§ **Exercise instructions**: Pictures are to be left out. Copy exactly, and only, the lines from the start of the entries below to the line with "negative clicks: (199, 167)", both included.
Top of Recorded information
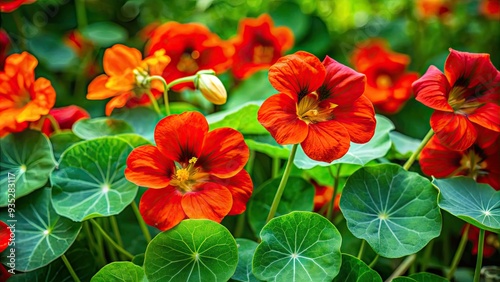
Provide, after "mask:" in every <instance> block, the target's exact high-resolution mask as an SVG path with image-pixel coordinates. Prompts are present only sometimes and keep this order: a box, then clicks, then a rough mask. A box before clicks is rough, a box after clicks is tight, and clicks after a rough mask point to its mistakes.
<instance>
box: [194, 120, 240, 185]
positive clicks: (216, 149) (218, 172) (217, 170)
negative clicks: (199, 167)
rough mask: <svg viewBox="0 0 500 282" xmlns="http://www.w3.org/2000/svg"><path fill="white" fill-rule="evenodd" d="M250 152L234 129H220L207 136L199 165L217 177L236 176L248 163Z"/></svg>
mask: <svg viewBox="0 0 500 282" xmlns="http://www.w3.org/2000/svg"><path fill="white" fill-rule="evenodd" d="M248 155H249V150H248V146H247V145H246V144H245V141H244V140H243V135H242V134H241V133H239V132H238V131H236V130H234V129H232V128H219V129H215V130H213V131H210V132H209V133H208V134H207V135H206V139H205V143H204V144H203V149H202V153H201V155H200V157H199V159H198V162H197V163H196V164H197V165H200V166H201V167H203V170H204V171H205V172H208V173H210V174H211V175H214V176H216V177H220V178H228V177H231V176H234V175H236V174H237V173H238V172H239V171H240V170H241V169H242V168H243V167H244V166H245V164H246V162H247V161H248Z"/></svg>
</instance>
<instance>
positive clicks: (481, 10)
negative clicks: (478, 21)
mask: <svg viewBox="0 0 500 282" xmlns="http://www.w3.org/2000/svg"><path fill="white" fill-rule="evenodd" d="M479 12H480V13H481V14H483V15H484V16H485V17H487V18H489V19H492V20H497V21H500V0H483V1H481V4H480V6H479Z"/></svg>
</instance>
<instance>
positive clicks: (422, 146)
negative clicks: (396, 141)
mask: <svg viewBox="0 0 500 282" xmlns="http://www.w3.org/2000/svg"><path fill="white" fill-rule="evenodd" d="M433 135H434V131H433V130H432V128H431V129H430V130H429V132H427V135H425V137H424V139H422V142H421V143H420V145H418V148H417V150H415V152H413V154H411V156H410V158H409V159H408V160H407V161H406V163H405V164H404V166H403V168H404V169H405V170H408V169H409V168H410V167H411V165H412V164H413V162H414V161H415V160H416V159H417V157H418V155H419V154H420V152H422V149H423V148H424V147H425V145H426V144H427V143H428V142H429V140H431V137H432V136H433Z"/></svg>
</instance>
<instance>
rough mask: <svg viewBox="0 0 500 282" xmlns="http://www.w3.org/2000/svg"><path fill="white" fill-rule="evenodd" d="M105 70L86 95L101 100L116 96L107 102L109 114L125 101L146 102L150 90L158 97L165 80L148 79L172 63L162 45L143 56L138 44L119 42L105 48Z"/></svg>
mask: <svg viewBox="0 0 500 282" xmlns="http://www.w3.org/2000/svg"><path fill="white" fill-rule="evenodd" d="M103 61H104V62H103V67H104V72H105V73H106V74H101V75H99V76H98V77H96V78H95V79H94V80H93V81H92V82H91V83H90V84H89V87H88V93H87V99H90V100H101V99H106V98H111V97H113V98H112V99H111V100H110V101H109V102H108V104H107V105H106V115H108V116H109V115H111V112H112V111H113V109H115V108H121V107H124V106H125V105H127V104H128V105H130V106H132V105H137V104H144V103H145V102H146V103H148V102H151V101H149V99H148V97H147V93H148V91H151V93H152V94H153V95H154V96H155V97H157V96H159V95H161V93H162V92H163V84H162V82H160V81H158V80H153V81H149V80H148V79H149V77H150V76H153V75H161V74H162V72H163V69H164V68H165V67H166V66H167V65H168V64H169V63H170V57H168V56H166V55H165V51H164V50H162V49H160V50H158V51H156V52H154V53H153V54H152V55H151V56H149V57H147V58H145V59H144V60H143V59H142V54H141V52H140V51H139V50H137V49H135V48H130V47H127V46H125V45H121V44H116V45H114V46H113V47H111V48H108V49H107V50H106V51H105V52H104V59H103Z"/></svg>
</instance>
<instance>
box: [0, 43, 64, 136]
mask: <svg viewBox="0 0 500 282" xmlns="http://www.w3.org/2000/svg"><path fill="white" fill-rule="evenodd" d="M37 65H38V61H37V59H36V58H35V57H33V55H31V54H29V53H28V52H23V53H21V54H12V55H10V56H9V57H7V59H6V60H5V67H4V70H3V71H1V72H0V136H3V135H5V134H7V133H9V132H20V131H23V130H24V129H26V128H27V127H28V125H29V123H30V122H35V121H38V120H40V119H41V118H42V117H43V116H44V115H46V114H48V113H49V111H50V109H51V108H52V107H53V106H54V103H55V101H56V92H55V90H54V88H53V87H52V84H51V83H50V81H49V80H47V79H45V78H43V77H40V78H38V79H37V80H35V72H34V71H35V67H36V66H37Z"/></svg>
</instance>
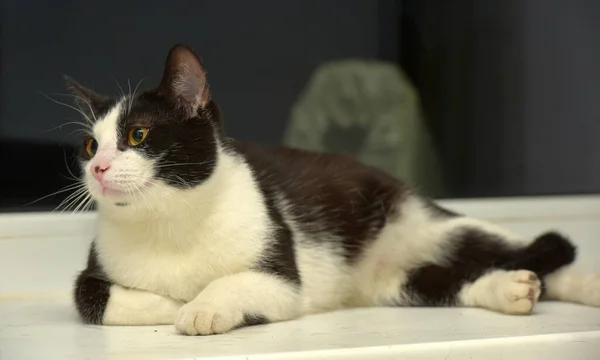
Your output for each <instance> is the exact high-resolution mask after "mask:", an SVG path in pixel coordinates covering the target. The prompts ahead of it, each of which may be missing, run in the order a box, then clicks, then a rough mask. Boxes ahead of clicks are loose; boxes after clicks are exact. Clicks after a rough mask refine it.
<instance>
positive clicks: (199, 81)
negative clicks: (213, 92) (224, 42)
mask: <svg viewBox="0 0 600 360" xmlns="http://www.w3.org/2000/svg"><path fill="white" fill-rule="evenodd" d="M158 93H159V94H160V95H162V96H165V97H166V98H167V99H169V101H170V102H171V103H172V104H174V105H175V106H176V107H178V108H179V109H180V110H183V111H185V113H186V115H187V116H189V117H194V116H196V114H197V113H198V110H200V109H204V108H206V106H207V105H208V103H209V102H210V91H209V87H208V83H207V82H206V71H205V70H204V65H203V64H202V61H201V60H200V58H198V56H197V55H196V54H195V53H194V51H193V50H192V49H190V48H189V47H187V46H185V45H175V46H174V47H173V48H172V49H171V51H170V52H169V56H168V57H167V62H166V64H165V71H164V74H163V78H162V81H161V83H160V86H159V87H158Z"/></svg>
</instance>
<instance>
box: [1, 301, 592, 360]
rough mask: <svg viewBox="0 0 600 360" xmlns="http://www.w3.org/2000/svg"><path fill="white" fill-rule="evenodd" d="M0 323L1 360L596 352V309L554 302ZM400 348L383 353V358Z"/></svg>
mask: <svg viewBox="0 0 600 360" xmlns="http://www.w3.org/2000/svg"><path fill="white" fill-rule="evenodd" d="M0 318H1V319H2V324H3V326H2V333H1V337H0V349H2V359H15V360H17V359H42V358H44V359H48V358H52V359H134V358H138V359H184V358H194V357H205V356H225V355H229V356H233V355H238V356H242V355H243V356H250V355H253V354H254V355H258V354H269V353H278V352H279V353H282V352H283V353H288V352H308V351H315V350H333V349H351V348H357V347H358V348H369V347H381V346H384V347H386V348H387V347H389V346H392V345H402V344H405V345H409V344H421V345H423V348H422V349H421V351H422V352H424V353H423V355H426V354H429V353H430V355H434V354H433V353H435V352H438V353H439V354H443V353H444V351H447V350H446V349H445V348H444V347H437V349H436V348H431V349H428V346H425V345H426V344H433V343H439V342H441V343H448V344H450V343H452V342H456V341H471V342H472V343H471V344H470V345H472V346H476V343H477V341H473V340H486V339H487V340H493V339H496V340H498V341H500V343H502V342H504V343H505V346H514V345H517V344H518V342H522V343H526V344H535V343H536V342H538V341H542V342H543V341H544V337H540V336H539V335H550V334H557V335H560V336H556V337H555V338H554V341H558V342H565V343H567V342H569V341H578V340H577V339H578V338H579V334H578V333H581V334H582V335H584V337H585V340H584V341H586V343H587V346H586V347H584V348H583V349H582V350H583V351H585V353H588V351H592V350H594V349H595V350H594V351H598V350H600V311H599V310H598V309H594V308H589V307H584V306H578V305H570V304H558V303H542V304H540V305H539V306H538V307H537V310H536V312H535V314H534V315H533V316H506V315H501V314H495V313H492V312H489V311H485V310H480V309H422V308H412V309H407V308H404V309H396V308H387V309H384V308H379V309H357V310H351V311H343V312H336V313H329V314H323V315H318V316H311V317H307V318H304V319H300V320H296V321H290V322H286V323H280V324H271V325H267V326H258V327H254V328H247V329H241V330H237V331H234V332H232V333H230V334H225V335H218V336H209V337H185V336H180V335H177V334H176V333H175V331H174V328H173V327H172V326H149V327H97V326H83V325H81V324H79V322H78V321H77V318H76V315H75V312H74V311H73V310H72V307H71V304H70V303H69V302H68V300H54V301H52V300H49V301H44V302H38V301H24V302H5V303H3V304H2V305H0ZM586 332H587V333H586ZM507 340H508V342H507ZM582 341H583V340H582ZM511 342H513V345H510V343H511ZM492 343H493V341H492ZM464 345H465V344H463V346H464ZM466 345H469V344H466ZM586 349H587V350H586ZM399 350H401V349H389V354H388V355H392V354H393V353H396V354H398V352H397V351H399ZM434 350H435V351H434ZM592 353H593V352H589V354H590V355H591V354H592ZM582 354H583V353H582ZM297 355H299V354H297ZM310 355H311V354H309V353H306V354H304V356H310ZM312 355H316V354H312ZM571 355H573V354H571ZM241 358H243V357H241ZM252 358H256V357H251V356H250V357H249V359H252ZM315 358H319V357H315ZM578 358H582V359H593V357H585V356H584V357H581V356H579V357H578ZM440 359H444V357H441V358H440Z"/></svg>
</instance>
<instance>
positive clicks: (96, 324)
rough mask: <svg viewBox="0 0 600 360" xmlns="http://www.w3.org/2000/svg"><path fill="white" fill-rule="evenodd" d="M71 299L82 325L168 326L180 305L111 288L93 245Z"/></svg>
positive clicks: (166, 300) (179, 307)
mask: <svg viewBox="0 0 600 360" xmlns="http://www.w3.org/2000/svg"><path fill="white" fill-rule="evenodd" d="M73 295H74V296H73V297H74V301H75V307H76V309H77V312H78V313H79V316H80V317H81V319H82V320H83V322H85V323H87V324H94V325H169V324H172V323H173V321H174V320H175V315H176V314H177V311H178V310H179V309H180V308H181V306H182V305H183V303H181V302H180V301H177V300H174V299H171V298H168V297H166V296H162V295H158V294H154V293H151V292H148V291H143V290H136V289H127V288H124V287H122V286H120V285H117V284H114V283H113V282H112V281H110V279H109V278H108V277H107V276H106V274H105V272H104V271H103V269H102V267H101V265H100V263H99V262H98V260H97V256H96V252H95V249H94V245H92V247H91V249H90V255H89V258H88V265H87V268H86V269H85V270H84V271H82V272H81V273H80V274H79V276H78V277H77V281H76V282H75V289H74V294H73Z"/></svg>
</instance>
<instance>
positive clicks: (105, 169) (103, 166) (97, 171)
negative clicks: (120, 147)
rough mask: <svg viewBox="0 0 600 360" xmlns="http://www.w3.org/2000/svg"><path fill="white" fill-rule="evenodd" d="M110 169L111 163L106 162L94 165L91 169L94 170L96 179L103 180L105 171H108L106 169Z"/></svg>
mask: <svg viewBox="0 0 600 360" xmlns="http://www.w3.org/2000/svg"><path fill="white" fill-rule="evenodd" d="M108 169H110V164H108V163H105V164H97V165H95V166H92V168H91V171H92V175H94V177H95V178H96V180H98V181H100V182H102V178H103V177H104V173H106V171H107V170H108Z"/></svg>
Bottom of Recorded information
§ **Solution to this exercise**:
Provide, after "mask:" in every <instance> block, the target's exact high-resolution mask as an SVG path with image-pixel coordinates. Prompts are present only sometimes and keep this order: a box, then clicks, then a rough mask. A box before clicks is rough, a box after clicks is tight, and clicks after a rough mask point to its mistakes.
<instance>
box: [194, 120, 240, 185]
positive clicks: (216, 149) (218, 172) (217, 170)
negative clicks: (199, 167)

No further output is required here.